▶ _Work request_
Your answer must be the line holding "of the main" followed by every later line through the end of the entries, exactly as written.
[Supplied material — start]
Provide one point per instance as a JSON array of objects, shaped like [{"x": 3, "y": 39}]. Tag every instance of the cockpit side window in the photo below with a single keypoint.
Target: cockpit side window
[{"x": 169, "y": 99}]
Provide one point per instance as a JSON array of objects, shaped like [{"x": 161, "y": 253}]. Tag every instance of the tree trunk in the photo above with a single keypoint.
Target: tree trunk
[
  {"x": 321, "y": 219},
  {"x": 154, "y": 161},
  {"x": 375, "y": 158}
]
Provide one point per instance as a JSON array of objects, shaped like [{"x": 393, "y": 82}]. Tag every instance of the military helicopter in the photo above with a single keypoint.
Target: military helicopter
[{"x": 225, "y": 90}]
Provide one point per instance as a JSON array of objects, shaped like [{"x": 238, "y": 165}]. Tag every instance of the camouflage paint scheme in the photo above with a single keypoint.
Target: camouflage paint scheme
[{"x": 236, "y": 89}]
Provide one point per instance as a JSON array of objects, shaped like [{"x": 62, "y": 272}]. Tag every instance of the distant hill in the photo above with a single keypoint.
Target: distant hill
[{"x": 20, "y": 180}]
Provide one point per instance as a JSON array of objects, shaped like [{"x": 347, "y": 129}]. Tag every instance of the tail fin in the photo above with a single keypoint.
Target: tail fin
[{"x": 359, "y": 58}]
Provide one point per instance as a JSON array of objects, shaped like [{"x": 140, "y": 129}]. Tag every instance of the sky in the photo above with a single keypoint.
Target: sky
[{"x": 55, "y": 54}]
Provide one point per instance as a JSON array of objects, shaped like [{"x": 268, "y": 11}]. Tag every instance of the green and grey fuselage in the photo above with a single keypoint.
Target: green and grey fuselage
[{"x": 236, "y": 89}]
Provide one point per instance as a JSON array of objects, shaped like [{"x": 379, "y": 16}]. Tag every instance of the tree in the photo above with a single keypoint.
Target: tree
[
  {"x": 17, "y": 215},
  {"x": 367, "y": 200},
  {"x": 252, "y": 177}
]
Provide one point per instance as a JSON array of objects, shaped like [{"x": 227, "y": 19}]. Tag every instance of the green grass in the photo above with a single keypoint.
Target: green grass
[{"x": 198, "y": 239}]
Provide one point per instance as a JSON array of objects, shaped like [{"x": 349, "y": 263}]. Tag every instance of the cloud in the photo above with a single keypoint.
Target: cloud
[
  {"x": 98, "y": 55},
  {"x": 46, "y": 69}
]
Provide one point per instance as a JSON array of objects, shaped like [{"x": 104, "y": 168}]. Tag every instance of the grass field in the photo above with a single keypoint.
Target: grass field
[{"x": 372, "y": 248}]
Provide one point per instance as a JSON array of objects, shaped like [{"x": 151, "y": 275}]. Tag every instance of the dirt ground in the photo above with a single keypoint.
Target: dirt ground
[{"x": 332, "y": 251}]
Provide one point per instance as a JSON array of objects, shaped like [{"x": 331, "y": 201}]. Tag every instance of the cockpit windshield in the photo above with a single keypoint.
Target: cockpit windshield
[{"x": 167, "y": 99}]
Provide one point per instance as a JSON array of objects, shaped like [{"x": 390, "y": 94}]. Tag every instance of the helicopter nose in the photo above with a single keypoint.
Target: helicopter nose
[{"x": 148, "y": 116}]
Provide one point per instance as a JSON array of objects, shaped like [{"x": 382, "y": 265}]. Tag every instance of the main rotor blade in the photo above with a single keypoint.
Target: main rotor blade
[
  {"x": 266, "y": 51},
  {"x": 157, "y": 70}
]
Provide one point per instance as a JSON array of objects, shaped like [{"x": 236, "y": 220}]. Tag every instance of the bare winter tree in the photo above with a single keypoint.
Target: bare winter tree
[Supplied material — finish]
▶ _Result of the task_
Provide one point per instance as a JSON array of objects, shaped like [{"x": 382, "y": 265}]. Tag every instance of the main rotor blade in the photo above with a single keypoint.
Target: main rotor blade
[
  {"x": 266, "y": 51},
  {"x": 157, "y": 70}
]
Provide one point per instance as a JSON array of objects, shaped like [{"x": 236, "y": 220}]. Tag every instance of the bare winter tree in the photo above with a single keypoint.
Target: bare winter tree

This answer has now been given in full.